WRITTEN EXERCISE:
Output every line below exactly.

EXTRACTED RECORDS:

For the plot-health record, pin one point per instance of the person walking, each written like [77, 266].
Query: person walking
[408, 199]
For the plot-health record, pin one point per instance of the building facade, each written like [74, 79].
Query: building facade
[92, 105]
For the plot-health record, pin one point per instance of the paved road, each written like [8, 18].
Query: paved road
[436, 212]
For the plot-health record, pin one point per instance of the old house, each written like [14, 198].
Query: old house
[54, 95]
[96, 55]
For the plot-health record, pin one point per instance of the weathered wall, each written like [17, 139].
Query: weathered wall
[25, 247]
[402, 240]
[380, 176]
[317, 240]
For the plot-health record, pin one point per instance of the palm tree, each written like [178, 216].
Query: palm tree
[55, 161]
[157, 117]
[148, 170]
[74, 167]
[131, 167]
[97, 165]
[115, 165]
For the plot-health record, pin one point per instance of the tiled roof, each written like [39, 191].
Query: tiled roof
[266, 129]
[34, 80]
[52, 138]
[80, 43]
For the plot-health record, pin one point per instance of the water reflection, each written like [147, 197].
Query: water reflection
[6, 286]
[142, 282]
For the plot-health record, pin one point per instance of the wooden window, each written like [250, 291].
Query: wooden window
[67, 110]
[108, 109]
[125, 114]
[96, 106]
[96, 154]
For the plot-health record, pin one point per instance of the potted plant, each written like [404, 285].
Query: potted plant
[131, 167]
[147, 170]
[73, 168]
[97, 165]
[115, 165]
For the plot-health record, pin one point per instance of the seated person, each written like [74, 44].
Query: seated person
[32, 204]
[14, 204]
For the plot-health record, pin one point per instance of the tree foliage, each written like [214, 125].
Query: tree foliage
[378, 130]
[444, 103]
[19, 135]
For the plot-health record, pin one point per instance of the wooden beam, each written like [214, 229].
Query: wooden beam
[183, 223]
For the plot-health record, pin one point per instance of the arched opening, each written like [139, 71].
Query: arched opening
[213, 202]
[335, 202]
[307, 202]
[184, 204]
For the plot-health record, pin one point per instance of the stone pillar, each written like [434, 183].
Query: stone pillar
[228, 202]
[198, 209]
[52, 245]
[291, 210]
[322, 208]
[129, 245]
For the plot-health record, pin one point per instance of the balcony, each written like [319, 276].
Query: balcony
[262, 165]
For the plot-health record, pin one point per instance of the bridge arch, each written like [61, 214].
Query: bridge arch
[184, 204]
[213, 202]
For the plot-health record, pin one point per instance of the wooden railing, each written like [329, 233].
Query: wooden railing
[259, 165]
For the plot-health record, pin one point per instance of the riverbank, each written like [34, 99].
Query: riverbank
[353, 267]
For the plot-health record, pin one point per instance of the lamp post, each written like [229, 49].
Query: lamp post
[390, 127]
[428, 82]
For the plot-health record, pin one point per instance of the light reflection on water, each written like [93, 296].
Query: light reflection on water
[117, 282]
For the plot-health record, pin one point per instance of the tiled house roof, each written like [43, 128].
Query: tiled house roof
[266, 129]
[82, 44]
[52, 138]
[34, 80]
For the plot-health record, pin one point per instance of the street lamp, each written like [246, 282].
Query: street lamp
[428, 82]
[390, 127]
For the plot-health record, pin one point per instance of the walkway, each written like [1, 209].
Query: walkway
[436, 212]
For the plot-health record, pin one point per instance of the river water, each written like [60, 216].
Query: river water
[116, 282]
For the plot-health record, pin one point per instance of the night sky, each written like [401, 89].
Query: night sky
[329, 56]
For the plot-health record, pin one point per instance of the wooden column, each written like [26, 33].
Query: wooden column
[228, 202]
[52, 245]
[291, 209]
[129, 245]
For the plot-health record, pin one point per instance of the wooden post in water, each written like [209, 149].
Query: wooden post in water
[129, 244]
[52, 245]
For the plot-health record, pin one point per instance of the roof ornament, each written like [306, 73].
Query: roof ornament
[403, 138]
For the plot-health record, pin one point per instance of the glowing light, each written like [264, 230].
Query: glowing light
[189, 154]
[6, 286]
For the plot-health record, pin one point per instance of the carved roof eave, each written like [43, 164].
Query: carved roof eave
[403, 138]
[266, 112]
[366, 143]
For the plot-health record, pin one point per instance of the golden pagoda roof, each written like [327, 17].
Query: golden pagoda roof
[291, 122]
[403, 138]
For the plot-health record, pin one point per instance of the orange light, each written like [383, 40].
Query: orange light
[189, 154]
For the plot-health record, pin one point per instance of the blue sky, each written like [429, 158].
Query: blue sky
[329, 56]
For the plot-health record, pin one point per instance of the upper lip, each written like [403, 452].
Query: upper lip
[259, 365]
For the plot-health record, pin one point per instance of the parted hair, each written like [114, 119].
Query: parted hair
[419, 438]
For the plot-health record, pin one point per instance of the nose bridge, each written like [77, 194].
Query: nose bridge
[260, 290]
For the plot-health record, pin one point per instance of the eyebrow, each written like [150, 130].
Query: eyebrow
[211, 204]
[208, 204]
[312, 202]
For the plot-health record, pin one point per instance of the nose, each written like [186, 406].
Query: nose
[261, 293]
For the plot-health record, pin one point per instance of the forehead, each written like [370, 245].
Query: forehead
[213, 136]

OUTPUT FOR THIS EXERCISE:
For the plot-health record, pin one point per instance of the person walking, each written like [77, 266].
Query: person walking
[408, 199]
For the plot-health record, pin one point per instance of the building facade, each written like [74, 79].
Query: building facade
[92, 105]
For the plot-health record, pin one point per instance of the paved road, each written like [8, 18].
Query: paved road
[436, 212]
For the plot-health record, pin one point per instance of the old house, each written like [14, 198].
Query: old house
[54, 95]
[96, 55]
For the plot-health record, pin one point per instance of the weathered wall, each written like [17, 139].
Query: weathered wall
[25, 247]
[402, 240]
[380, 176]
[317, 240]
For the plot-health record, pin one point per instance of the palm tree, each written like [178, 216].
Query: palm tree
[55, 161]
[157, 117]
[148, 170]
[74, 167]
[131, 167]
[97, 165]
[115, 165]
For the plot-health record, pin one point per instance of the tiled roof, each written like [39, 191].
Query: tiled roof
[266, 129]
[34, 80]
[52, 138]
[80, 43]
For the plot-health record, pin one point per instance of the water reflection, each written like [147, 197].
Query: water reflection
[6, 286]
[142, 282]
For the plot-health record, pin one point per instance of the wooden window, each written like [250, 291].
Query: wooden window
[67, 110]
[108, 109]
[125, 114]
[96, 106]
[96, 154]
For the plot-health record, pin one point per instance of the potted plant, each written like [404, 285].
Query: potted plant
[131, 167]
[147, 170]
[73, 168]
[97, 165]
[115, 165]
For the plot-health record, pin one point per instance of the seated person, each written like [74, 44].
Query: seated person
[32, 204]
[14, 204]
For the plot-health record, pin one point per instance of the tree foliage, each written like [214, 125].
Query: tree foliage
[378, 130]
[444, 103]
[19, 135]
For the plot-health record, pin one point per instance of the wooden beam, each written like [214, 229].
Query: wooden beam
[183, 223]
For the plot-health record, pin one point per instance of the arched opening, each written like [139, 71].
Query: arched opening
[213, 202]
[335, 202]
[307, 202]
[184, 204]
For the plot-health record, pin one point per instance of the stone pillar, each written like [434, 183].
Query: stone pillar
[228, 202]
[198, 209]
[52, 245]
[291, 210]
[322, 208]
[129, 245]
For the plot-health record, pin one point per instance of the balcony, each written like [319, 276].
Query: balcony
[262, 165]
For the plot-health record, pin one point per instance of the bridge arch, each written like [61, 214].
Query: bridge arch
[184, 204]
[213, 202]
For the plot-health record, pin one point per instance of the wooden railing, each written like [329, 233].
Query: wooden railing
[259, 165]
For the plot-health record, pin one point per instance of the riverbank, each written like [34, 99].
Query: riverbank
[353, 267]
For the plot-health record, pin one point per instance of the lamp post, each written like [229, 49].
Query: lamp post
[390, 127]
[428, 82]
For the plot-health record, pin one point per instance of the light reflection on water, each written like [93, 296].
Query: light reflection on water
[117, 282]
For the plot-health record, pin one point per instance of the tiled house roof, each written like [43, 128].
Query: tiled house roof
[266, 129]
[82, 44]
[52, 138]
[34, 80]
For the plot-health record, pin one point per instance of the street lamp, each written like [246, 282].
Query: street lamp
[428, 82]
[390, 127]
For the plot-health record, pin one point per instance of the walkway, each written like [1, 209].
Query: walkway
[436, 212]
For the plot-health record, pin one point per instance of the river water, each written like [60, 216].
Query: river water
[116, 282]
For the plot-health record, pin one point per instance of the night sky, each written like [401, 89].
Query: night sky
[329, 56]
For the plot-health record, pin one point per instance of the wooden column, each written like [26, 33].
Query: wooden column
[228, 202]
[52, 245]
[291, 209]
[129, 245]
For the plot-health record, pin one point per instance of the wooden post in water, each written like [209, 149].
Query: wooden post in water
[129, 244]
[52, 245]
For the plot-health record, pin one point per instance of the roof ornament, each written like [306, 73].
Query: roof ornament
[403, 138]
For the plot-health record, pin one point per instance of the glowing light, each written like [264, 230].
Query: glowing light
[189, 154]
[6, 286]
For the plot-health record, pin one point per instance of the carved roof eave, each written like [43, 164].
Query: carved roof eave
[403, 138]
[266, 112]
[366, 143]
For the plot-health record, pin one point per instance of the golden pagoda roof, each written like [327, 17].
Query: golden pagoda roof
[291, 122]
[403, 138]
For the plot-health record, pin one point per instance of the orange light, each written like [383, 40].
Query: orange light
[189, 154]
For the plot-health record, pin one point per instance of the blue sky, each written like [429, 158].
Query: blue sky
[329, 56]
For the plot-health record, pin one point per instance of the upper lip, each written like [403, 452].
Query: upper lip
[259, 365]
For the plot-health record, pin one point per instance of the parted hair, each written like [114, 119].
Query: parted hair
[419, 438]
For the plot-health record, pin one point per instance of the nose bridge, each written like [77, 194].
Query: nose bridge
[260, 290]
For the plot-health record, pin one point per instance of the eyebrow, each written like [150, 130].
Query: eyebrow
[211, 204]
[208, 204]
[312, 202]
For the plot-health record, pin one point per instance of the nose, each written like [186, 406].
Query: nose
[261, 293]
For the plot-health record, pin one point per instance of the forehead, each written like [370, 245].
Query: forehead
[213, 136]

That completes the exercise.